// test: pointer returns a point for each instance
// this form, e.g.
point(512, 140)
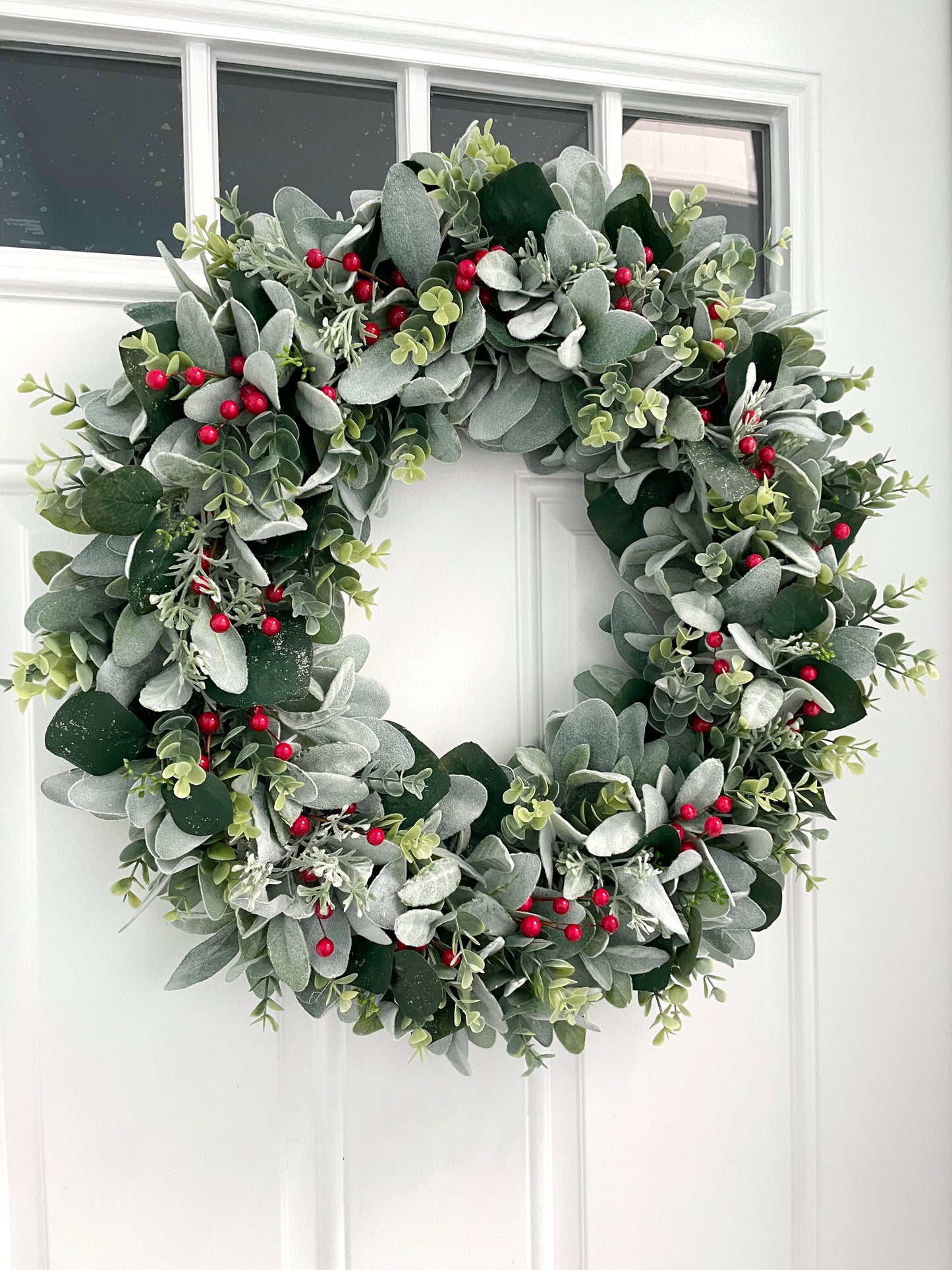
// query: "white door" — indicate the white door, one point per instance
point(802, 1124)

⁂

• **TASK BRIEF**
Rewrite all of the data above, switching each "door" to "window" and leaving everything else unchanged. Leave the pictures out of your answer.

• **ANSWER BELOW**
// test: pointer returns a point for each instance
// this form, e.g.
point(512, 140)
// query: "white window" — indicate the white window, one point per instance
point(802, 1124)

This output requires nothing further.